If the unit 166 determines that the pulse width is greater than
100, the PGC counter is cleared by unit 172, and the unit 174
inspects the flag to determine whether the scanning has passed the
portrait area of the bill. If so, control passes to unit 176 which
inspects the flag to determine whether scanning has passed the
denomination area. If so control returns to unit 158. If not, a
unit 178 sets a flag indicating that the denomination area has been
passed and unit 180 writes an end of data word in the denomination
buffer, to indicate that the end of the denomination area has been
reached. This is identified specifically by the fact that the data
magnitude is zero (indicating a blank area) and the flags checked
in units 174 and 176 indicate the scanning is past the portrait
area but not past the denomination area.
If unit 174 indicates that scanning is not past the portrait area,
control is passed to unit 182, which inspects the flag to determine
whether the scanning is in the portrait area. If so, control passes
to unit 183 which determines whether the current scanning position
is greater than a stored constant which identifies the minimum end
of the portrait area, and if not, control returns to the unit 158.
If so, the unit 184 sets a flag indicating that the end of the
portrait area has been reached, and unit 186 writes an end of data
word into the portrait area buffer. Then unit 186a sets the pointer
to the start of the denomination area buffer and then returns
control to unit 158.

[Extracted records]
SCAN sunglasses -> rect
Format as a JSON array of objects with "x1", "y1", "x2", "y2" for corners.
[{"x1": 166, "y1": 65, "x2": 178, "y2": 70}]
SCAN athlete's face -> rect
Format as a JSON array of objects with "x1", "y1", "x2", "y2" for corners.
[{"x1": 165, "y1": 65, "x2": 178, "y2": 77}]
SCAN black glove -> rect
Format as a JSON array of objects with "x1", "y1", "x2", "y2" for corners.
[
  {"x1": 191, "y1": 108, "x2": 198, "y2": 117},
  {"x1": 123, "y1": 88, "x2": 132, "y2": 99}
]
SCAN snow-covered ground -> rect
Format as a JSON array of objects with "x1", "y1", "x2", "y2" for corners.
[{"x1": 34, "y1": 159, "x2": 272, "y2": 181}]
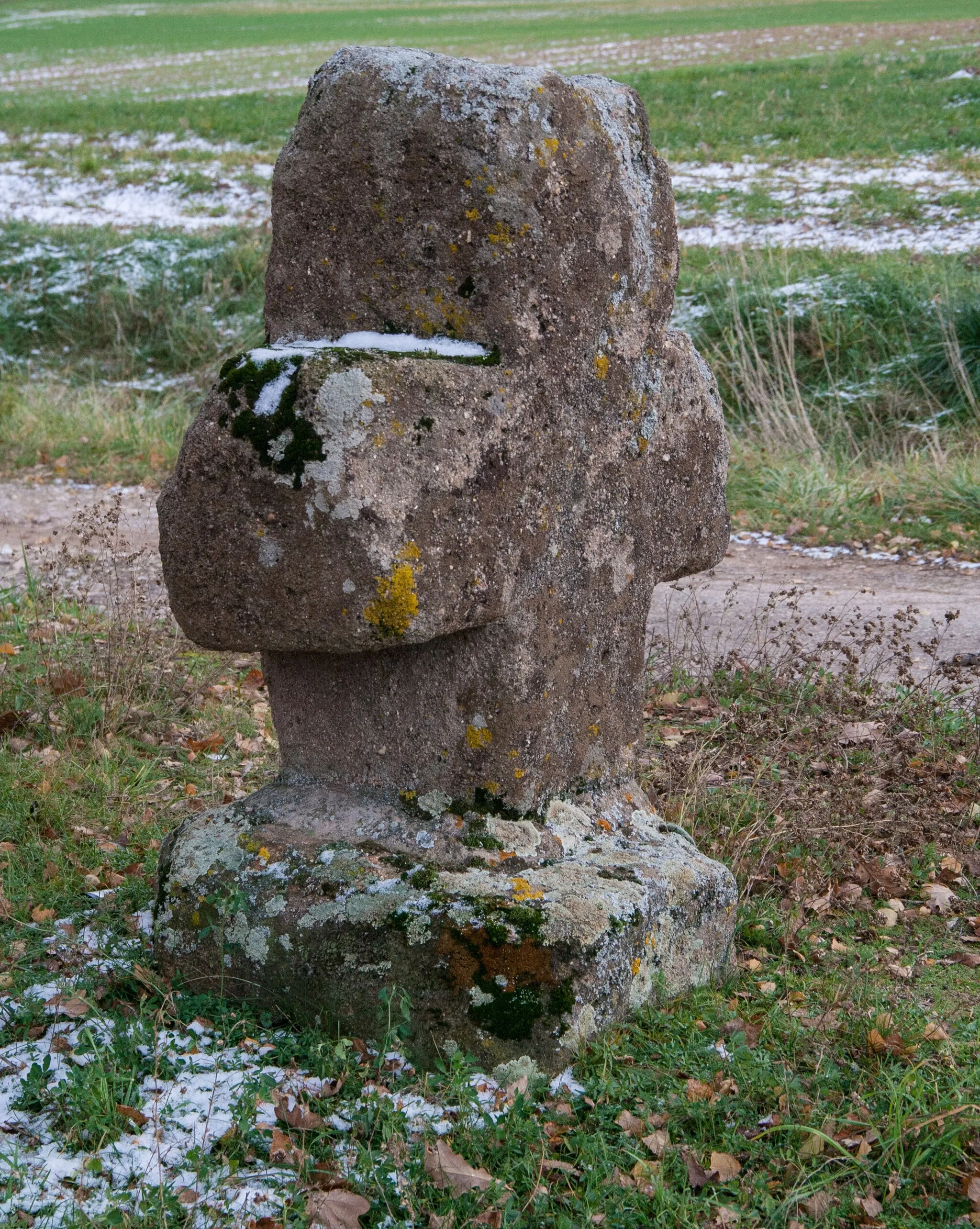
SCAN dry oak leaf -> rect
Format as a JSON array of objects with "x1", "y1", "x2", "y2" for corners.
[
  {"x1": 425, "y1": 1140, "x2": 494, "y2": 1196},
  {"x1": 855, "y1": 1190, "x2": 884, "y2": 1220},
  {"x1": 709, "y1": 1153, "x2": 742, "y2": 1182},
  {"x1": 306, "y1": 1186, "x2": 371, "y2": 1229},
  {"x1": 182, "y1": 734, "x2": 225, "y2": 751},
  {"x1": 800, "y1": 1191, "x2": 834, "y2": 1220},
  {"x1": 837, "y1": 721, "x2": 884, "y2": 747},
  {"x1": 269, "y1": 1127, "x2": 303, "y2": 1165},
  {"x1": 615, "y1": 1110, "x2": 644, "y2": 1140},
  {"x1": 115, "y1": 1104, "x2": 150, "y2": 1127},
  {"x1": 642, "y1": 1131, "x2": 670, "y2": 1160},
  {"x1": 684, "y1": 1151, "x2": 713, "y2": 1191},
  {"x1": 920, "y1": 883, "x2": 957, "y2": 915},
  {"x1": 271, "y1": 1088, "x2": 323, "y2": 1131}
]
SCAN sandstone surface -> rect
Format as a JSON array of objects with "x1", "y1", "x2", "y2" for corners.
[{"x1": 157, "y1": 48, "x2": 735, "y2": 1062}]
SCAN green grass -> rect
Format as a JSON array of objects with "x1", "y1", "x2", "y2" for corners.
[
  {"x1": 4, "y1": 0, "x2": 976, "y2": 58},
  {"x1": 0, "y1": 589, "x2": 980, "y2": 1229},
  {"x1": 679, "y1": 249, "x2": 980, "y2": 558}
]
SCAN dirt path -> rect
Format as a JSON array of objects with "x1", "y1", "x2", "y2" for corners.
[
  {"x1": 647, "y1": 542, "x2": 980, "y2": 676},
  {"x1": 0, "y1": 482, "x2": 980, "y2": 672},
  {"x1": 0, "y1": 480, "x2": 160, "y2": 590}
]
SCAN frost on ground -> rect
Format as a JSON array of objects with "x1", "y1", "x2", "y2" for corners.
[
  {"x1": 0, "y1": 911, "x2": 545, "y2": 1229},
  {"x1": 672, "y1": 155, "x2": 980, "y2": 253},
  {"x1": 0, "y1": 133, "x2": 273, "y2": 230},
  {"x1": 0, "y1": 17, "x2": 980, "y2": 100},
  {"x1": 0, "y1": 128, "x2": 980, "y2": 253}
]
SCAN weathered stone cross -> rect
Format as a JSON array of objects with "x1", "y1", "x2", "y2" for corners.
[{"x1": 156, "y1": 48, "x2": 735, "y2": 1067}]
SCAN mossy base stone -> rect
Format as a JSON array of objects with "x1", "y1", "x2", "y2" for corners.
[{"x1": 155, "y1": 783, "x2": 737, "y2": 1071}]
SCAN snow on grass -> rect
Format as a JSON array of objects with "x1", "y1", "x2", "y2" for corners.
[
  {"x1": 0, "y1": 133, "x2": 980, "y2": 247},
  {"x1": 670, "y1": 156, "x2": 980, "y2": 253},
  {"x1": 0, "y1": 911, "x2": 521, "y2": 1229},
  {"x1": 731, "y1": 530, "x2": 980, "y2": 571}
]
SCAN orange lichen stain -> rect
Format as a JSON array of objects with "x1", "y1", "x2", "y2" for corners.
[
  {"x1": 511, "y1": 875, "x2": 544, "y2": 903},
  {"x1": 364, "y1": 563, "x2": 419, "y2": 638},
  {"x1": 467, "y1": 725, "x2": 494, "y2": 751},
  {"x1": 436, "y1": 927, "x2": 555, "y2": 991}
]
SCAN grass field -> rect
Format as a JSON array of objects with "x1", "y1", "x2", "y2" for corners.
[{"x1": 0, "y1": 0, "x2": 980, "y2": 1229}]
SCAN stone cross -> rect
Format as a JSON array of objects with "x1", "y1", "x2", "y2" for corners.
[{"x1": 157, "y1": 48, "x2": 735, "y2": 1064}]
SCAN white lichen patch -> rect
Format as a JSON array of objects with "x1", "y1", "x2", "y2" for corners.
[{"x1": 303, "y1": 368, "x2": 384, "y2": 499}]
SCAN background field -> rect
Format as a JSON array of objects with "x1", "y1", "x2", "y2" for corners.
[{"x1": 0, "y1": 0, "x2": 980, "y2": 1229}]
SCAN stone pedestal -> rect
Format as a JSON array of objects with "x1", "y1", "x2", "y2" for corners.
[
  {"x1": 156, "y1": 48, "x2": 735, "y2": 1065},
  {"x1": 156, "y1": 783, "x2": 737, "y2": 1071}
]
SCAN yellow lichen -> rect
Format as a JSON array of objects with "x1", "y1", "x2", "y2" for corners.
[
  {"x1": 364, "y1": 563, "x2": 419, "y2": 637},
  {"x1": 511, "y1": 875, "x2": 544, "y2": 903},
  {"x1": 467, "y1": 725, "x2": 494, "y2": 751}
]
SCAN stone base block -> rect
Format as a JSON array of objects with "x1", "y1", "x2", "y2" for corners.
[{"x1": 155, "y1": 783, "x2": 737, "y2": 1071}]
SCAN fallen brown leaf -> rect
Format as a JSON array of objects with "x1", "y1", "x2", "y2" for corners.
[
  {"x1": 306, "y1": 1187, "x2": 371, "y2": 1229},
  {"x1": 115, "y1": 1102, "x2": 150, "y2": 1127},
  {"x1": 837, "y1": 721, "x2": 884, "y2": 747},
  {"x1": 642, "y1": 1131, "x2": 670, "y2": 1160},
  {"x1": 684, "y1": 1151, "x2": 713, "y2": 1191},
  {"x1": 709, "y1": 1153, "x2": 742, "y2": 1182},
  {"x1": 425, "y1": 1140, "x2": 494, "y2": 1197},
  {"x1": 800, "y1": 1191, "x2": 834, "y2": 1220},
  {"x1": 269, "y1": 1127, "x2": 303, "y2": 1165},
  {"x1": 271, "y1": 1088, "x2": 323, "y2": 1131},
  {"x1": 180, "y1": 734, "x2": 225, "y2": 752}
]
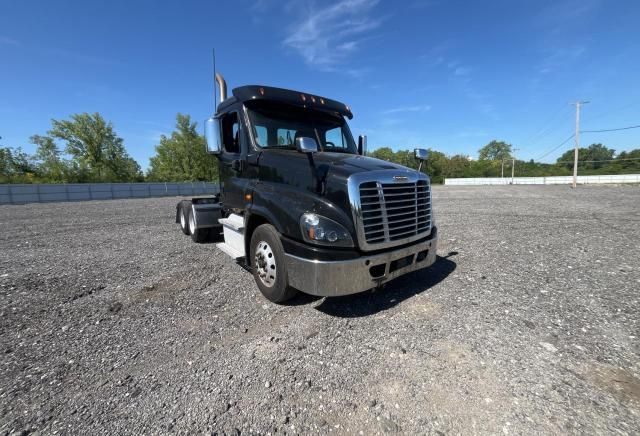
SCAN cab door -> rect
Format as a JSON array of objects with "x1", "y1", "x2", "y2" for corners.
[{"x1": 220, "y1": 111, "x2": 248, "y2": 209}]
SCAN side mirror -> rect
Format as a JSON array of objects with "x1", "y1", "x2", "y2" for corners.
[
  {"x1": 358, "y1": 135, "x2": 367, "y2": 156},
  {"x1": 204, "y1": 118, "x2": 222, "y2": 154},
  {"x1": 296, "y1": 136, "x2": 318, "y2": 153},
  {"x1": 413, "y1": 148, "x2": 429, "y2": 160}
]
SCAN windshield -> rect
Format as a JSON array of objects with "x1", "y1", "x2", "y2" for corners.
[{"x1": 249, "y1": 105, "x2": 357, "y2": 154}]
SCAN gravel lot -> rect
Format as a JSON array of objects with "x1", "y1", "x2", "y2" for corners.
[{"x1": 0, "y1": 186, "x2": 640, "y2": 435}]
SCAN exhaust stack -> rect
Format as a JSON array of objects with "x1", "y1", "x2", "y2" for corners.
[{"x1": 216, "y1": 73, "x2": 227, "y2": 103}]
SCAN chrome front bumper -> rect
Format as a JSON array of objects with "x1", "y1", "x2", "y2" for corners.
[{"x1": 285, "y1": 236, "x2": 438, "y2": 297}]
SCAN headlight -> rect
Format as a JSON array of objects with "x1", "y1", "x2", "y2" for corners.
[{"x1": 300, "y1": 213, "x2": 353, "y2": 247}]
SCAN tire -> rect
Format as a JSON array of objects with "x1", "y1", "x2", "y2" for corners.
[
  {"x1": 249, "y1": 224, "x2": 298, "y2": 303},
  {"x1": 187, "y1": 208, "x2": 209, "y2": 244},
  {"x1": 180, "y1": 204, "x2": 189, "y2": 235}
]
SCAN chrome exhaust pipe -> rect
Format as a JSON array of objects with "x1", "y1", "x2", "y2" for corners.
[{"x1": 216, "y1": 73, "x2": 227, "y2": 103}]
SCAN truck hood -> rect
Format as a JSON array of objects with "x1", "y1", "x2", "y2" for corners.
[{"x1": 259, "y1": 149, "x2": 422, "y2": 212}]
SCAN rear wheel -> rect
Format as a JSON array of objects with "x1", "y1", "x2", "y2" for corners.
[
  {"x1": 180, "y1": 205, "x2": 189, "y2": 235},
  {"x1": 249, "y1": 224, "x2": 298, "y2": 303},
  {"x1": 188, "y1": 208, "x2": 209, "y2": 243}
]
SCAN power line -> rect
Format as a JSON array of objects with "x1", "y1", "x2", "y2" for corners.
[
  {"x1": 556, "y1": 157, "x2": 640, "y2": 164},
  {"x1": 524, "y1": 105, "x2": 568, "y2": 147},
  {"x1": 580, "y1": 124, "x2": 640, "y2": 133},
  {"x1": 536, "y1": 133, "x2": 576, "y2": 160}
]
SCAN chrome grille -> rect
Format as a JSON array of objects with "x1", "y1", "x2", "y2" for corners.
[{"x1": 359, "y1": 179, "x2": 431, "y2": 245}]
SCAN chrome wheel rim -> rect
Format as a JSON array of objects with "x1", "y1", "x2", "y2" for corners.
[
  {"x1": 189, "y1": 214, "x2": 196, "y2": 234},
  {"x1": 254, "y1": 241, "x2": 277, "y2": 288}
]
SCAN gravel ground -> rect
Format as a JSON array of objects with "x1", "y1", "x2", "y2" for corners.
[{"x1": 0, "y1": 186, "x2": 640, "y2": 435}]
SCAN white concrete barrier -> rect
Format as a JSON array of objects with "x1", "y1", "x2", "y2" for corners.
[
  {"x1": 444, "y1": 174, "x2": 640, "y2": 186},
  {"x1": 0, "y1": 182, "x2": 220, "y2": 204}
]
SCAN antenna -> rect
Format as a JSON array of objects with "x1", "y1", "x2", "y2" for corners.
[{"x1": 211, "y1": 47, "x2": 218, "y2": 117}]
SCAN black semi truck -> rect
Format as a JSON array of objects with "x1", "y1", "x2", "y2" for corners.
[{"x1": 176, "y1": 74, "x2": 438, "y2": 303}]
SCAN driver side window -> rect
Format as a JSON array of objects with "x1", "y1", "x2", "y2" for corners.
[
  {"x1": 222, "y1": 112, "x2": 240, "y2": 153},
  {"x1": 324, "y1": 127, "x2": 347, "y2": 150}
]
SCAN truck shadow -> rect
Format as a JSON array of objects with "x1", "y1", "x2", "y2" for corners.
[{"x1": 307, "y1": 251, "x2": 458, "y2": 318}]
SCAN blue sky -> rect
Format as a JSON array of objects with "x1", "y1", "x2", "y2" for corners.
[{"x1": 0, "y1": 0, "x2": 640, "y2": 168}]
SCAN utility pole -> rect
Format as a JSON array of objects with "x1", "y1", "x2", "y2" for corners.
[
  {"x1": 511, "y1": 148, "x2": 520, "y2": 185},
  {"x1": 569, "y1": 101, "x2": 589, "y2": 188}
]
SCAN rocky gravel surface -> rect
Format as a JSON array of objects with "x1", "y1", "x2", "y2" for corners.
[{"x1": 0, "y1": 186, "x2": 640, "y2": 435}]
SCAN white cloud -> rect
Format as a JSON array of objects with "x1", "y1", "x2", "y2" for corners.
[
  {"x1": 382, "y1": 105, "x2": 431, "y2": 115},
  {"x1": 453, "y1": 67, "x2": 471, "y2": 76},
  {"x1": 283, "y1": 0, "x2": 381, "y2": 70}
]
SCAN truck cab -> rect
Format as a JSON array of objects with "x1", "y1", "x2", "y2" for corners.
[{"x1": 176, "y1": 75, "x2": 437, "y2": 303}]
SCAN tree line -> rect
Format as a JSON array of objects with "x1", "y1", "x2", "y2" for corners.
[
  {"x1": 0, "y1": 113, "x2": 640, "y2": 183},
  {"x1": 0, "y1": 113, "x2": 218, "y2": 183},
  {"x1": 369, "y1": 140, "x2": 640, "y2": 183}
]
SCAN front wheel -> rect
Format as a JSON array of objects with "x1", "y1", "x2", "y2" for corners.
[
  {"x1": 180, "y1": 204, "x2": 189, "y2": 235},
  {"x1": 249, "y1": 224, "x2": 297, "y2": 303},
  {"x1": 188, "y1": 208, "x2": 209, "y2": 243}
]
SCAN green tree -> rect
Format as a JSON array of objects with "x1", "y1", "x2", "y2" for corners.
[
  {"x1": 147, "y1": 113, "x2": 218, "y2": 182},
  {"x1": 445, "y1": 154, "x2": 471, "y2": 178},
  {"x1": 49, "y1": 112, "x2": 142, "y2": 182},
  {"x1": 478, "y1": 140, "x2": 512, "y2": 160},
  {"x1": 0, "y1": 147, "x2": 36, "y2": 183},
  {"x1": 558, "y1": 143, "x2": 615, "y2": 170},
  {"x1": 30, "y1": 135, "x2": 68, "y2": 183}
]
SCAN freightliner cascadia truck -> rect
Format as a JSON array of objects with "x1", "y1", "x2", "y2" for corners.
[{"x1": 176, "y1": 74, "x2": 438, "y2": 303}]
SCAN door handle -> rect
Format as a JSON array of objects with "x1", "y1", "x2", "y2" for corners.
[{"x1": 231, "y1": 159, "x2": 244, "y2": 171}]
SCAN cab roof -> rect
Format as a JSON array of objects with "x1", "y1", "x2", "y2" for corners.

[Set task 1] Output the bill-scanning passage word for word, from "If unit 174" up to and including "control to unit 158.".
[Set task 2] Express the lines of the listing from the line with "SCAN freightliner cascadia truck -> rect" through the end of the listing as a Markdown table with the columns Num and Line. Give each line its row number, and leave out blank lines.

[Solution 1]
If unit 174 indicates that scanning is not past the portrait area,
control is passed to unit 182, which inspects the flag to determine
whether the scanning is in the portrait area. If so, control passes
to unit 183 which determines whether the current scanning position
is greater than a stored constant which identifies the minimum end
of the portrait area, and if not, control returns to the unit 158.
If so, the unit 184 sets a flag indicating that the end of the
portrait area has been reached, and unit 186 writes an end of data
word into the portrait area buffer. Then unit 186a sets the pointer
to the start of the denomination area buffer and then returns
control to unit 158.

[Solution 2]
| Num | Line |
|---|---|
| 1 | SCAN freightliner cascadia truck -> rect |
| 2 | Format as a JSON array of objects with "x1", "y1", "x2", "y2" for corners. |
| 3 | [{"x1": 176, "y1": 74, "x2": 438, "y2": 303}] |
| 4 | SCAN door handle -> rect |
| 5 | Format as a JSON array of objects with "x1", "y1", "x2", "y2" for corners. |
| 6 | [{"x1": 231, "y1": 159, "x2": 244, "y2": 171}] |
| 7 | SCAN cab roof -> rect |
| 8 | Format as a JSON array of objects with "x1", "y1", "x2", "y2" for corners. |